■ **Reading text**
########

How to Build An Effective Drain Cleaning Program
By focusing on equipment, tasks, and safety, managers can keep plumbing and piping flowing efficiently.
Drain cleaning is an often-overlooked yet vital task in institutional and commercial facilities and one that building occupants only think about when a problem occurs. But for maintenance and engineering managers and front-line technicians, ensuring the performance of facility piping and plumbing systems is a high priority.
For an organization’s plumbing and piping systems to perform reliably and efficiently, managers need to build and maintain an arsenal of drain cleaning and diagnostic equipment, and they need to ensure technicians perform essential tasks regularly and use the equipment in a safe manner.
Building an arsenal
Mechanical drain cleaning equipment includes hand-powered sink and small drain cleaners, power augers and drum cleaners for longer drains, jetters, and large sectional and drum cleaners for cleaning main drains. Technicians can effectively clean and clear all types of blockages with these tools, along with safety equipment, drain cameras, recorders, and pipeline locators.
This arsenal of tools is designed to enable technicians to address problems in key areas of plumbing and piping systems, from sink traps to major underground laterals and mains that discharge into waste treatment plants.
A drain cleaner uses a bulb auger attachment to remove soft material and a hook auger to break up hard materials, such as tree roots. Auger kits with a range of attachments are available.
Other drain cleaning tools, such as flexible manual snakes with thousands of small hooks, are effective in removing soft clogs, including paper, hair, and sanitary products. For longer drains, technicians can use sectional versions of the hand-powered snake that reach farther into the drain. The cable is stored in the drum of some section cleaners. The technician unreels the first 10-foot section from the drum into the pipeline, feeds it, then connects the next section to the first. Sections are added to reach the necessary distance into the pipeline.
Hydrojetters are important components of a plumber’s arsenal. These tools have nozzles with one water jet pointing forward and four jets pointing backward. With water flowing through the nozzles at 4,000 psi, the high-velocity forward-facing jet clears the pipeline, and the backward-facing jets propel the nozzle into the pipeline and through the blockage.
Diagnostics: An inside look
Technicians can spend a great deal of time diagnosing a plumbing problem and its location — often inside walls and floors and underground — and the best diagnostic tools for drain cleaning can shorten this phase of the job.
Tools for pipeline diagnosis include flashlight, tape measure, camera, recorder, and pipeline locator. A video pipeline inspection system uses non-destructive closed-circuit television to find blockages, lateral taps, bellies — sagging older pipelines — and pipe-buckling damage in mains and laterals without digging or destroying the pipeline.

########

■ **Data shown**

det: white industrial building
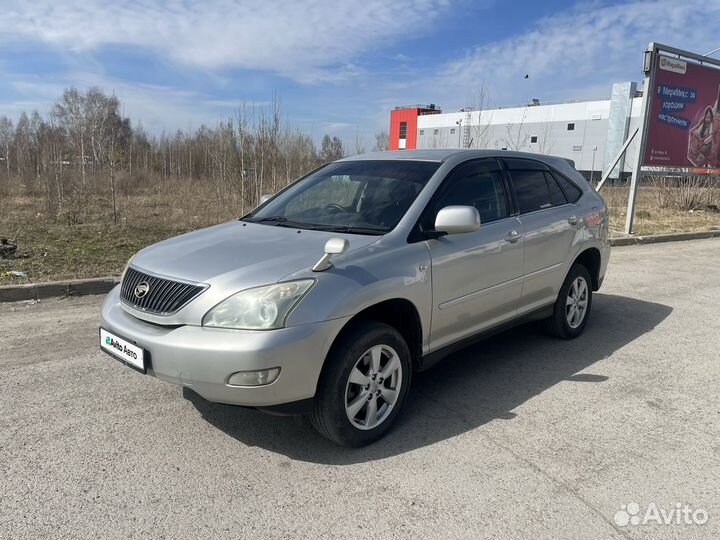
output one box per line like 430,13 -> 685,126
390,82 -> 642,181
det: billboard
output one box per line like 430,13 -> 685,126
643,54 -> 720,169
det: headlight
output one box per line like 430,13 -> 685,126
203,279 -> 315,330
120,253 -> 137,283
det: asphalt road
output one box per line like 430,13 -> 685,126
0,240 -> 720,539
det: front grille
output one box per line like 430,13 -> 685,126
120,267 -> 205,315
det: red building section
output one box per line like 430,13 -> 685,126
390,104 -> 442,150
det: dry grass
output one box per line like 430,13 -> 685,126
0,184 -> 239,285
0,181 -> 720,285
601,186 -> 720,236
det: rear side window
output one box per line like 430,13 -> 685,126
510,170 -> 553,214
545,171 -> 567,206
553,174 -> 582,202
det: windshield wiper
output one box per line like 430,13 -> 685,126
316,225 -> 387,236
246,216 -> 308,229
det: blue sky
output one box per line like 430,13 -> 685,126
0,0 -> 720,147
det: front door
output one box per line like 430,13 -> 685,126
421,159 -> 524,350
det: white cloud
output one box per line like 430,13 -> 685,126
425,0 -> 720,105
0,0 -> 449,83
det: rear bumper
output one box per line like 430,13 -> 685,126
101,287 -> 348,407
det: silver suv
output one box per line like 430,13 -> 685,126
100,150 -> 609,446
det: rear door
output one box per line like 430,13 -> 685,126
421,159 -> 523,349
503,159 -> 581,315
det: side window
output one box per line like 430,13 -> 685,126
545,172 -> 567,206
423,160 -> 510,230
510,171 -> 553,214
553,174 -> 582,202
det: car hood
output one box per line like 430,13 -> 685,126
132,221 -> 381,290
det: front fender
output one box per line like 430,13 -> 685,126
286,242 -> 432,346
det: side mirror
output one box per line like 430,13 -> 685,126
313,238 -> 350,272
435,206 -> 480,234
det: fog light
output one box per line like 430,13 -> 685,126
228,368 -> 280,386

########

■ **Brief 1**
Summarize the drain cleaning article in two sentences.
■ **Brief 2**
According to the drain cleaning article, at what pressure does water flow through a hydrojetter's nozzles?
■ **Brief 3**
Reproduce word for word the part of the drain cleaning article that opens with the words "For an organization’s" and closes with "and pipeline locators.".
The records come from a separate source unrelated to the drain cleaning article.

■ **Problem solution 1**
The drain cleaning article says that for plumbing and piping systems to perform reliably, managers must build an arsenal of drain cleaning and diagnostic equipment and ensure technicians perform essential tasks regularly and use the equipment safely. It describes mechanical tools such as hand-powered cleaners, augers, sectional and drum cleaners, and hydrojetters, plus diagnostic tools including a video pipeline inspection system that finds blockages and damage without digging.

■ **Problem solution 2**
4,000 psi.

■ **Problem solution 3**
For an organization’s plumbing and piping systems to perform reliably and efficiently, managers need to build and maintain an arsenal of drain cleaning and diagnostic equipment, and they need to ensure technicians perform essential tasks regularly and use the equipment in a safe manner.
Building an arsenal
Mechanical drain cleaning equipment includes hand-powered sink and small drain cleaners, power augers and drum cleaners for longer drains, jetters, and large sectional and drum cleaners for cleaning main drains. Technicians can effectively clean and clear all types of blockages with these tools, along with safety equipment, drain cameras, recorders, and pipeline locators.